DIRECTION —
Pull out every line in the items below that contains the string "hazy", and copy each of those lines in full.

RECORDS SUPPLIED —

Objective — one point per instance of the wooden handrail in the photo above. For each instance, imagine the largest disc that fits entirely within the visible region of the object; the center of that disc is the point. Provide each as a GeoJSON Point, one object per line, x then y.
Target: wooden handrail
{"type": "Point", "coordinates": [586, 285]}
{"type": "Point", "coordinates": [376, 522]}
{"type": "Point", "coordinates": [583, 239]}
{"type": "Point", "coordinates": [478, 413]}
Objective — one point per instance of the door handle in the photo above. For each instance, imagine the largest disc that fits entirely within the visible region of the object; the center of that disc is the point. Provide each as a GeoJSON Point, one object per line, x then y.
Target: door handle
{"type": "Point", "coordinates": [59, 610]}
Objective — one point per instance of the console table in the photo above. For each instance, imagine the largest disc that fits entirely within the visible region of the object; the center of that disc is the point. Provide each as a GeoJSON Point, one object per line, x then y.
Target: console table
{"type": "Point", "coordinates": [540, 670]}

---

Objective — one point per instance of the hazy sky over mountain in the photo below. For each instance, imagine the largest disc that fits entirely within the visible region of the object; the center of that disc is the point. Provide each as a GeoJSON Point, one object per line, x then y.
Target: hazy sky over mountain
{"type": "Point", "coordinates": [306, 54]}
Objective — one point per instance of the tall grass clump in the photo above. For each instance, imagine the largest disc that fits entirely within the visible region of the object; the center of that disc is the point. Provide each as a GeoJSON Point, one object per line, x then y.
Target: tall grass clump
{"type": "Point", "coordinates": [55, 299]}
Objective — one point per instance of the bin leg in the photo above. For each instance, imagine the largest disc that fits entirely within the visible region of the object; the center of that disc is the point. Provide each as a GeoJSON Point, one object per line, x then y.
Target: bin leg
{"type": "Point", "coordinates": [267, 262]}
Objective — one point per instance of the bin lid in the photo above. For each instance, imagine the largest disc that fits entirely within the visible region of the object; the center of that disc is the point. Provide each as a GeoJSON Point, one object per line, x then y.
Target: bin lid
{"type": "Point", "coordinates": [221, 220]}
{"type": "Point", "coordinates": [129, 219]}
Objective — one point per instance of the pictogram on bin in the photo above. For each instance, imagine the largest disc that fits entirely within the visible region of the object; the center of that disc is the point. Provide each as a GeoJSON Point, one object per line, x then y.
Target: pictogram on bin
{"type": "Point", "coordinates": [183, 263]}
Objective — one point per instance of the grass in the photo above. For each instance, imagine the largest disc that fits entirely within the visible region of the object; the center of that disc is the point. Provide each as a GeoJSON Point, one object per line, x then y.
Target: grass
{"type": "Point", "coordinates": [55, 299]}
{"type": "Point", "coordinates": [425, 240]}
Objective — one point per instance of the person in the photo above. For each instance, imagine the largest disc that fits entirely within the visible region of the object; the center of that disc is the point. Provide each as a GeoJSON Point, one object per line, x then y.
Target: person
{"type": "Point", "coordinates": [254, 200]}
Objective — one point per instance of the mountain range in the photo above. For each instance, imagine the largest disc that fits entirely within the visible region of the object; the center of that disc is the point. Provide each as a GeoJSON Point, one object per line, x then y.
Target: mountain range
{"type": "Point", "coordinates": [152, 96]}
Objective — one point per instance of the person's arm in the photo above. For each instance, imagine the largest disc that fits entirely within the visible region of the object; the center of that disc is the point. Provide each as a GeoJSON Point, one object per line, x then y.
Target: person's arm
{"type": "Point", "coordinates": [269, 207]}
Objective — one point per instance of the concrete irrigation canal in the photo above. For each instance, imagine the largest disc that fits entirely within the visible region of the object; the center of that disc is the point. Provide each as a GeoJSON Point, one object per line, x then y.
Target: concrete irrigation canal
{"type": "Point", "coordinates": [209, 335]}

TASK OUTPUT —
Objective — one point per instance of the hazy sky over mountain in the photo below. For each instance, imagine the largest disc that fits entirely within the visible region of the object; the center of that disc is the point. Provide each as a GeoJSON Point, one object per line, x then y.
Target: hazy sky over mountain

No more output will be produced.